--- SET EXERCISE ---
Write out again only the lines running from the one that contains "A point belongs on each instance of the tender" to the end of the records below, including both the first and the last.

Source records
------------

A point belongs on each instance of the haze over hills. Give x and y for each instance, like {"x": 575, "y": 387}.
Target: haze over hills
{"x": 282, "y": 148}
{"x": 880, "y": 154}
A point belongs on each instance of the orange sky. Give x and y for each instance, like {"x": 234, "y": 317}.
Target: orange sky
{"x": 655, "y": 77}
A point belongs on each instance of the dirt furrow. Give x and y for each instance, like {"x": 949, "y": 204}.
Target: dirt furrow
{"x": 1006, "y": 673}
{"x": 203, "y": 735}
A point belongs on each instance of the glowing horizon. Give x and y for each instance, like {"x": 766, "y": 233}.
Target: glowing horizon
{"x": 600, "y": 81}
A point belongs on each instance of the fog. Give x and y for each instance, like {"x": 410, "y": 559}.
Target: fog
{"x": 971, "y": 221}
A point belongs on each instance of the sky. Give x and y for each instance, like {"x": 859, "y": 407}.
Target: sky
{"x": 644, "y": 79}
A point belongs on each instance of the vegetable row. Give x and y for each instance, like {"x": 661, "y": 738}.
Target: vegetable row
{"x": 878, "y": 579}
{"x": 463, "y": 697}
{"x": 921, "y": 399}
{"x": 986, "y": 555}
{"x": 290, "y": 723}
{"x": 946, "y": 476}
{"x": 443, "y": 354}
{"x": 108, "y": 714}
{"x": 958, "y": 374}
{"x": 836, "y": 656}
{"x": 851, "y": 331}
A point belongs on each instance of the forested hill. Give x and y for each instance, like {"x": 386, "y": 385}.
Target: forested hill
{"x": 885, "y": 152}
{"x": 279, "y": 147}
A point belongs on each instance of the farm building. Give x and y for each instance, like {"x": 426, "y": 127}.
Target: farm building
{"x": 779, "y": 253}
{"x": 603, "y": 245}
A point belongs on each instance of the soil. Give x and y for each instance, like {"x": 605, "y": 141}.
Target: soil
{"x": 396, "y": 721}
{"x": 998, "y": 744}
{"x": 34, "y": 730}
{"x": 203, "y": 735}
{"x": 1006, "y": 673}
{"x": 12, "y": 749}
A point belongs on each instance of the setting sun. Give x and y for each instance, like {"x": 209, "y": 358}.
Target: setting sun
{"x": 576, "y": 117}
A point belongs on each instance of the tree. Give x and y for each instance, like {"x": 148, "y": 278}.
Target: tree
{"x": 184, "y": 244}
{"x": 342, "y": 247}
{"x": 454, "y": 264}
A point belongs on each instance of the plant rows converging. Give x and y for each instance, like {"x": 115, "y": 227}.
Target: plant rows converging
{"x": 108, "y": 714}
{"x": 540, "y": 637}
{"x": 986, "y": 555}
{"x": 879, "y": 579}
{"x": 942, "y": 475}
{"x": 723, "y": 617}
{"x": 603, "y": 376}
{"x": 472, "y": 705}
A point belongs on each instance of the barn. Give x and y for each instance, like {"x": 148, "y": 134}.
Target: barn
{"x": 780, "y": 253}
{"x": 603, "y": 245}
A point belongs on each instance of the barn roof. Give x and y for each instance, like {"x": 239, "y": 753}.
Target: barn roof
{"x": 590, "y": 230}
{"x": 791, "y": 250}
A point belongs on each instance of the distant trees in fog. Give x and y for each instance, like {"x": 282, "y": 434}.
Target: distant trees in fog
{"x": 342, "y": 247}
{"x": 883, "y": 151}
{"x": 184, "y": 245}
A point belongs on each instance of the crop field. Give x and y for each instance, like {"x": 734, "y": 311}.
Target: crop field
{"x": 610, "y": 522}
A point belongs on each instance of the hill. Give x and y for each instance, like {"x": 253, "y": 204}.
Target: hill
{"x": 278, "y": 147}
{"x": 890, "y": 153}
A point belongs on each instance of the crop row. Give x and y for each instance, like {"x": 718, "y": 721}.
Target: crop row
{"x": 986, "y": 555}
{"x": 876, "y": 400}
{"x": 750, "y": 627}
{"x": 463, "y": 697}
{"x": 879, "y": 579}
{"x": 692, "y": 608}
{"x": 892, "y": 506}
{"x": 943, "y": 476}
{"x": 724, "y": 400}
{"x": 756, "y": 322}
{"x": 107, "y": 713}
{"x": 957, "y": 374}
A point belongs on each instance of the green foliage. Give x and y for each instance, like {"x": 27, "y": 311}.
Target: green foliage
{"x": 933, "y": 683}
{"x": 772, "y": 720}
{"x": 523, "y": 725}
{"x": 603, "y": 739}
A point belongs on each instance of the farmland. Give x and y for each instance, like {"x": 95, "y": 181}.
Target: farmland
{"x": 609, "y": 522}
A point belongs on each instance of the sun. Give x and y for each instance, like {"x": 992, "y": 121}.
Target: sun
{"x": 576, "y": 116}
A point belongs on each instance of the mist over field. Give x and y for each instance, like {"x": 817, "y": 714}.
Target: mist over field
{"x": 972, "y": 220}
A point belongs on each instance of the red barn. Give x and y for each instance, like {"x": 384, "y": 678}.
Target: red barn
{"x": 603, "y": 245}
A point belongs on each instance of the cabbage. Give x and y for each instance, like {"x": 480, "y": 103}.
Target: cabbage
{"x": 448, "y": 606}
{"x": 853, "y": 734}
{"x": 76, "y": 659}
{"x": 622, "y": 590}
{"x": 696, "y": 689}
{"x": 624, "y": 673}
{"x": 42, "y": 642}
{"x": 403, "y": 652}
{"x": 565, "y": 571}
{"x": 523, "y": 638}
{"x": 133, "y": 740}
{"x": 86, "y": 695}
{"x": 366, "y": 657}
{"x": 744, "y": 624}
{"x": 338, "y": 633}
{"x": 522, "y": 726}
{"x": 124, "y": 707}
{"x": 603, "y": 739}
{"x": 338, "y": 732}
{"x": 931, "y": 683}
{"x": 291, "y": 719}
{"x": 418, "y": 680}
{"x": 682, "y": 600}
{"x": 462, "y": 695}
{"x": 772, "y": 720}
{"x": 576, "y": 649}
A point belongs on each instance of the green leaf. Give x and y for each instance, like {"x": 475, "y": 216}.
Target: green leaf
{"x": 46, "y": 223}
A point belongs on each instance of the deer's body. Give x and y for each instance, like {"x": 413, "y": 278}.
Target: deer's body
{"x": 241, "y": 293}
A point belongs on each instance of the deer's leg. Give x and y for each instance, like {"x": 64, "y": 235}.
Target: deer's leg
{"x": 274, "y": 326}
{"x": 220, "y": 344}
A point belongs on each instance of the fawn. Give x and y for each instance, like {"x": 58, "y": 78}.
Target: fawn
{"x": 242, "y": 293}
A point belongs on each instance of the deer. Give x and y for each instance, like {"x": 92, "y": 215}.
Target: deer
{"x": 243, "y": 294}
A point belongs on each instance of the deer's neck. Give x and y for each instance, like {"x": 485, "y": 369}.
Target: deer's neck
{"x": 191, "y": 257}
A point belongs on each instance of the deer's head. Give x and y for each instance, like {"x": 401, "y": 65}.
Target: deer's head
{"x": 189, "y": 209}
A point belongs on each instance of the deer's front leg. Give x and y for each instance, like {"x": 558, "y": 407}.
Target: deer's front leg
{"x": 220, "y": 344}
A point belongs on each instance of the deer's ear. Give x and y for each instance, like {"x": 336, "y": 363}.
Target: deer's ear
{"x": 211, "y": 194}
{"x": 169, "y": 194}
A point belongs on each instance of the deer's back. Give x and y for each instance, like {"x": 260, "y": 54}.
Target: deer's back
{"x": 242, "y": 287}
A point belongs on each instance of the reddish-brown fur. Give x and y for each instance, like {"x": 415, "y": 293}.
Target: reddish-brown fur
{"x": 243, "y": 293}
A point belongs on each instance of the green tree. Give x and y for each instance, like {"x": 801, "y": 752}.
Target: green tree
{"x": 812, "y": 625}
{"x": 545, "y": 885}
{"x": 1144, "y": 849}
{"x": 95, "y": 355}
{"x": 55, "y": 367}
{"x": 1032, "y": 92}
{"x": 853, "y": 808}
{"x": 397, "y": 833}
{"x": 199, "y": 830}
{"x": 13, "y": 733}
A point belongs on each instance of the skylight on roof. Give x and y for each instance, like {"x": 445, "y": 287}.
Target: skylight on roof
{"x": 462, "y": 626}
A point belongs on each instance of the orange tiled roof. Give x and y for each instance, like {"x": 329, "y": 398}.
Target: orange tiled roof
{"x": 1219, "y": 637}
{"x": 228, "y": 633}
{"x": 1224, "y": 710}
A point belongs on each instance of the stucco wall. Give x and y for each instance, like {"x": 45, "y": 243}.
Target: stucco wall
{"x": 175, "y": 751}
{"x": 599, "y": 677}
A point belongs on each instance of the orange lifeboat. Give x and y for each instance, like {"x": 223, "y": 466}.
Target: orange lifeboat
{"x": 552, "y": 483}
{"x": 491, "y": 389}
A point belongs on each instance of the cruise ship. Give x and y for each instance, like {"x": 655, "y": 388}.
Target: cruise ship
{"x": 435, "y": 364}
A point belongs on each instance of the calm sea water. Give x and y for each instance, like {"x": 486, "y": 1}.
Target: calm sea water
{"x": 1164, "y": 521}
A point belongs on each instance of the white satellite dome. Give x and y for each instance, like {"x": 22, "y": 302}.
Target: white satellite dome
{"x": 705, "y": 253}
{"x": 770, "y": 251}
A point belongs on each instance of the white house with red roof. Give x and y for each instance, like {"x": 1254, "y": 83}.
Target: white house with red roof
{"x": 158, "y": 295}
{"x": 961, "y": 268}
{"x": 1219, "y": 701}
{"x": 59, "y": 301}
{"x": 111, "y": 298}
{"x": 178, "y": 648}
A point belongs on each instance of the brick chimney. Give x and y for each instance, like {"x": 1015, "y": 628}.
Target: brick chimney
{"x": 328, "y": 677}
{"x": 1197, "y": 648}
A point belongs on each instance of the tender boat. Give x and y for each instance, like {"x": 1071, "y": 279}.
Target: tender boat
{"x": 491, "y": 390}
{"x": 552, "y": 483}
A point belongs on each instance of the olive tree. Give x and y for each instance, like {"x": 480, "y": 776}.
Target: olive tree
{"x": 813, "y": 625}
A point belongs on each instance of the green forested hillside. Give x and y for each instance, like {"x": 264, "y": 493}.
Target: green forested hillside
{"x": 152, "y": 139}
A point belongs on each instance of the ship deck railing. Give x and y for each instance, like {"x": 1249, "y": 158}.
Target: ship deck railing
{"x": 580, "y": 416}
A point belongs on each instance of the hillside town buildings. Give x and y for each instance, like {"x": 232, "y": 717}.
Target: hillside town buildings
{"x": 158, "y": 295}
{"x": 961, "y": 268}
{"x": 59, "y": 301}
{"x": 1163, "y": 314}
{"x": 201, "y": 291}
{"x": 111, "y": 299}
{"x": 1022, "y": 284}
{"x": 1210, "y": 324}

------------

--- ANSWER TO THIS EXERCISE ---
A point belongs on each instance of the tender boat. Give x and y for each instance, like {"x": 1071, "y": 279}.
Target: tender boat
{"x": 491, "y": 390}
{"x": 552, "y": 483}
A point belongs on each instance of the olive tree. Give x and y for each instance, like {"x": 480, "y": 776}.
Target: olive tree
{"x": 813, "y": 625}
A point belongs on each instance of the green forested hillside. Give x and y for each instance, like {"x": 264, "y": 493}.
Target: green forested hillside
{"x": 152, "y": 139}
A point belongs on each instance of the ship deck railing. Give x and y for each instance, like {"x": 1249, "y": 158}.
Target: ship deck railing
{"x": 580, "y": 416}
A point belongs on each instance of the hillside town buildings. Give x and y for each instance, like {"x": 232, "y": 717}.
Target: hillside town buildings
{"x": 158, "y": 295}
{"x": 961, "y": 268}
{"x": 59, "y": 301}
{"x": 1163, "y": 314}
{"x": 201, "y": 291}
{"x": 111, "y": 299}
{"x": 1022, "y": 284}
{"x": 1210, "y": 324}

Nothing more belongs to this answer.